──────── Data for this task
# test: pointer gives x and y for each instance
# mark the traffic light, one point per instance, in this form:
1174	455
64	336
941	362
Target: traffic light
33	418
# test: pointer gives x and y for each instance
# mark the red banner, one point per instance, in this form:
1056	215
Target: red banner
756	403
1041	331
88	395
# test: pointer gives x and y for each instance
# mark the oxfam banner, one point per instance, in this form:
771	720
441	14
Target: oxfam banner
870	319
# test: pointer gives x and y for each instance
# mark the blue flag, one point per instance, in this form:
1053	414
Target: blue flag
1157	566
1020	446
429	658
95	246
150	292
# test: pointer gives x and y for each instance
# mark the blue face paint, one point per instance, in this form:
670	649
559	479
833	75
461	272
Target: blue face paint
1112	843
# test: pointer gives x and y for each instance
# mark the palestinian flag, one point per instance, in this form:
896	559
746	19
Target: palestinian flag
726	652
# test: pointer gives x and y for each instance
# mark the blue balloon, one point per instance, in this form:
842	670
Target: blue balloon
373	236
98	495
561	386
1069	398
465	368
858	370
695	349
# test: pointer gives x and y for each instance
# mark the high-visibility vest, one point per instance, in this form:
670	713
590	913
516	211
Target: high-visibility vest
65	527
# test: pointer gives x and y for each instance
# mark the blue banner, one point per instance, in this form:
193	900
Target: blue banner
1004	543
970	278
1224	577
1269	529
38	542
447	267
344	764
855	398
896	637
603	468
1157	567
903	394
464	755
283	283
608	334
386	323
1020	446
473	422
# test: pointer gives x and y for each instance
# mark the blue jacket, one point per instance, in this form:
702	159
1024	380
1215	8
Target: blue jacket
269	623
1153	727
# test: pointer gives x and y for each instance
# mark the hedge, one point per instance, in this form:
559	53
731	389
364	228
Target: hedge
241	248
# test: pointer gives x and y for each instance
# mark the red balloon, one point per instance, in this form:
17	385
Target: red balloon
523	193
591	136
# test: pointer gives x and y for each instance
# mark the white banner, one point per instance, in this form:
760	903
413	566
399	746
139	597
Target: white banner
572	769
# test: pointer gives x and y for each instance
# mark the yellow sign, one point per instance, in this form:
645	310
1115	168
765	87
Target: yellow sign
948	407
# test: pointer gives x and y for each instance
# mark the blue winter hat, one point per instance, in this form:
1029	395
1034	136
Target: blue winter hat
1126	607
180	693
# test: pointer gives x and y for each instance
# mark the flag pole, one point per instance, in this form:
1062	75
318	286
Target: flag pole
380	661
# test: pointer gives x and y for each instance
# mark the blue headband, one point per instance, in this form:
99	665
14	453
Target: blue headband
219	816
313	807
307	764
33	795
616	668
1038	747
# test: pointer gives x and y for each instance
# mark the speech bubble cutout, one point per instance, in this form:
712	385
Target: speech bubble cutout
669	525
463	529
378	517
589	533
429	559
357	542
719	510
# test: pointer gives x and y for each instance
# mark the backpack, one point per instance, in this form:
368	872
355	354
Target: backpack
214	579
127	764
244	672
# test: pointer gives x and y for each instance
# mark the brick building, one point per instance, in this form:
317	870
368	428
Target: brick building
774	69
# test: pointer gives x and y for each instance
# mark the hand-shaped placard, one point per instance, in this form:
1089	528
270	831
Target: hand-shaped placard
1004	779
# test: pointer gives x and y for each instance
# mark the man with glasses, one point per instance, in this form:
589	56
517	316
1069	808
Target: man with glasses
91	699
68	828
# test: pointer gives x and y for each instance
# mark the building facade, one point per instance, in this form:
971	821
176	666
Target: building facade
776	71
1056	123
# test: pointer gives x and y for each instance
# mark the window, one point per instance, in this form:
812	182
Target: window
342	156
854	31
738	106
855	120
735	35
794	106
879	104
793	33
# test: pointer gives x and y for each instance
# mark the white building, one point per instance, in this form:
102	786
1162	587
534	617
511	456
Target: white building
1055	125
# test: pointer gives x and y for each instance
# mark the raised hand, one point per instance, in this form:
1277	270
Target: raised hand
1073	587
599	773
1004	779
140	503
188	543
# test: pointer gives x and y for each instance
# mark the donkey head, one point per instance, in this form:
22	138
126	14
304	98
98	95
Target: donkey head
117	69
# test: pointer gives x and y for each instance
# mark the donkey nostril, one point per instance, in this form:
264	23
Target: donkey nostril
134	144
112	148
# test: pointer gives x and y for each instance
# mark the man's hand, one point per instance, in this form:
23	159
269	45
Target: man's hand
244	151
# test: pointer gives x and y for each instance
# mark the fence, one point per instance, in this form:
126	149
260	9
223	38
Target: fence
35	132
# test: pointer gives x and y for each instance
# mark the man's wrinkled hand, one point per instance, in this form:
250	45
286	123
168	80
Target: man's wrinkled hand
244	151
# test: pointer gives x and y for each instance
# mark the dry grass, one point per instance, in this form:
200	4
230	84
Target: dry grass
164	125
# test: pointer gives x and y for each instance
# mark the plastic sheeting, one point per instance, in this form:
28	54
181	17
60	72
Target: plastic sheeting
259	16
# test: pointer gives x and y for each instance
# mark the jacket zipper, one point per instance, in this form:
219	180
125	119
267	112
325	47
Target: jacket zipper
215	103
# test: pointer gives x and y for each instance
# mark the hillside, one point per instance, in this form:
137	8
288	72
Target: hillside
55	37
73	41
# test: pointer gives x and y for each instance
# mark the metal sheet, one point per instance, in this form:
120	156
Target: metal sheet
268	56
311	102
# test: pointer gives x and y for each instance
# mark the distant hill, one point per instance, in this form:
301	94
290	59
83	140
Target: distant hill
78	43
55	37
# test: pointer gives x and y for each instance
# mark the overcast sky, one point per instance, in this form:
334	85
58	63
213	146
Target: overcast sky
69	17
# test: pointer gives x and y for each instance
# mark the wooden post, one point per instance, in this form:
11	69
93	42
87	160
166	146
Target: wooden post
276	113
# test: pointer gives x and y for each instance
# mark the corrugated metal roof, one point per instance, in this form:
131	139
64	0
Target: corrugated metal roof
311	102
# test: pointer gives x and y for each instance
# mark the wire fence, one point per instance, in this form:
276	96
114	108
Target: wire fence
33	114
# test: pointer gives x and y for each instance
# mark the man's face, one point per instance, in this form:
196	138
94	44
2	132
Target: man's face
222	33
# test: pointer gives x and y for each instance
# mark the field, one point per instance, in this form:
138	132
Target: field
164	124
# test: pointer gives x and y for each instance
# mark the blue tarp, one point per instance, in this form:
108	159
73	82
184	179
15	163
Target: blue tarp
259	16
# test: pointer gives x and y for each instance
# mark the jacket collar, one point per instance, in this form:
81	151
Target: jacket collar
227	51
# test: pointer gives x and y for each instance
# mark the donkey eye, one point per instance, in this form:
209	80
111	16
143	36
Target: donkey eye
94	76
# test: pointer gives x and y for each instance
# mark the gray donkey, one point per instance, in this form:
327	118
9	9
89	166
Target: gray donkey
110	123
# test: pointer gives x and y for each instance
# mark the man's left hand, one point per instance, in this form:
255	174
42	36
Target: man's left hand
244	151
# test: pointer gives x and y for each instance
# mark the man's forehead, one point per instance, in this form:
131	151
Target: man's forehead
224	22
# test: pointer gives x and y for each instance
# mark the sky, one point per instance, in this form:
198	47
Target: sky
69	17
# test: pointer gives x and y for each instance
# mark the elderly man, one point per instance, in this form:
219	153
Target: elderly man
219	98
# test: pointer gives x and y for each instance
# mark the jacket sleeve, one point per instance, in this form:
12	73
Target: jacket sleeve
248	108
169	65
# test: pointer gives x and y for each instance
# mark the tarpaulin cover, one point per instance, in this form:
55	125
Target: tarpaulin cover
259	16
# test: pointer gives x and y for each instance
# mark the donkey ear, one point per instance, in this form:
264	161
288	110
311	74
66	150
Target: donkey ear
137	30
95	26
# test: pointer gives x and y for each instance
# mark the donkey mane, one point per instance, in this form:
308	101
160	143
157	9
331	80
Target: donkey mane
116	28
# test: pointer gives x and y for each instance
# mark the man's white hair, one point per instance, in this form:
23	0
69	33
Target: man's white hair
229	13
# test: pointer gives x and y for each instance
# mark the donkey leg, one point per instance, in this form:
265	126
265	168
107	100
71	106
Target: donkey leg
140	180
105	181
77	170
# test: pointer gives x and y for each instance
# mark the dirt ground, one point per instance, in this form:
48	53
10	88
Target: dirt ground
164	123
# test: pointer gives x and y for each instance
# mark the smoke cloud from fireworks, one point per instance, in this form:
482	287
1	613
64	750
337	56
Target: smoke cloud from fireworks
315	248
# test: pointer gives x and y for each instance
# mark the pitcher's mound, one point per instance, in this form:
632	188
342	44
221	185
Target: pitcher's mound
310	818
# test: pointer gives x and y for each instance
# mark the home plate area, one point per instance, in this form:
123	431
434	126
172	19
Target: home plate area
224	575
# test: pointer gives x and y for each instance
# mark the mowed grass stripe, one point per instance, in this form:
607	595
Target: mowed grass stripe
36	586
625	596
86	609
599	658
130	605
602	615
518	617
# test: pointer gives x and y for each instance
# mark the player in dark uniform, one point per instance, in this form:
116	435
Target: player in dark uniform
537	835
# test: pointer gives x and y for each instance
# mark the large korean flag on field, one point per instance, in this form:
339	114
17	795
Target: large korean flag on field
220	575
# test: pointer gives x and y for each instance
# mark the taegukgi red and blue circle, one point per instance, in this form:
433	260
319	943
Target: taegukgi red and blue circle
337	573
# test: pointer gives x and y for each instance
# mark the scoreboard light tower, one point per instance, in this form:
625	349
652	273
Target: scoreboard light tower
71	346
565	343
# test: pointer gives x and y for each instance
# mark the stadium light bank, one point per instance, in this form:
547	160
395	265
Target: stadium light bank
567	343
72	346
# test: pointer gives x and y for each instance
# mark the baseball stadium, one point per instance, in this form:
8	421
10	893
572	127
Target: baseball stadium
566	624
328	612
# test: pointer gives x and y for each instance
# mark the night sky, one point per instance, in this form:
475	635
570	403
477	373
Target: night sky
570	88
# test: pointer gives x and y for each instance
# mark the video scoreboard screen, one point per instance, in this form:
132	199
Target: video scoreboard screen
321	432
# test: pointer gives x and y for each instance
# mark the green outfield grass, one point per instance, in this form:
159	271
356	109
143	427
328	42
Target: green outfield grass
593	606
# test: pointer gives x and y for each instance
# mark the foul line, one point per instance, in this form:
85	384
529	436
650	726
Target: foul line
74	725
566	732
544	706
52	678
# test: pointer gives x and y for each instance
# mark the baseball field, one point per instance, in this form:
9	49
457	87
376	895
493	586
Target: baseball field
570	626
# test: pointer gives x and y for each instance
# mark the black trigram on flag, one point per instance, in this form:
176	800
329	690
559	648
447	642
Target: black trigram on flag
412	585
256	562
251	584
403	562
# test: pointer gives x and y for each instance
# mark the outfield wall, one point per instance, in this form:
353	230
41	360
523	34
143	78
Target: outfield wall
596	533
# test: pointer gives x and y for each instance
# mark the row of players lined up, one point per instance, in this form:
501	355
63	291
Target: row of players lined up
────────────────
*Directions for this task*.
Take the line above containing "# mark the overcast", the line containing "# mark the gray", and all lines in between, and copy them exactly without anything else.

*Exercise output*.
# mark the overcast sky, one point per instance, in this form:
334	85
58	63
213	146
Target: overcast sky
69	17
# test: pointer gives x and y for each instance
# mark the wooden post, one point per instance, in this form:
11	69
93	42
87	160
166	146
Target: wooden post
276	113
# test: pointer gives x and y for each instance
# mark the corrugated metal roof, one point per instance, in this form:
131	139
64	0
Target: corrugated metal roof
311	102
# test: pointer gives x and y for each instance
# mark the wire fence, one point per instance, in this form:
276	96
114	108
Target: wire fence
33	114
# test: pointer gives x and y for each instance
# mark the man's face, one point per instance, in this form:
196	138
94	44
2	132
Target: man's face
222	33
# test: pointer gives x and y for each instance
# mark the field, one point per instance, in this form:
138	132
Target: field
164	124
# test: pointer gives x and y for each instance
# mark the blue tarp, one point per instance, in this form:
108	159
73	82
184	179
15	163
Target: blue tarp
259	16
# test: pointer gives x and y for each instance
# mark the jacket collar, one point per instance, in this form:
81	151
Target: jacket collar
227	51
# test: pointer gives x and y for each instance
# mark the donkey eye, one point per instance, in this form:
209	80
111	16
143	36
Target: donkey eye
94	76
# test: pointer gives x and y for each instance
# mark the gray donkey, one point per instance, in this form:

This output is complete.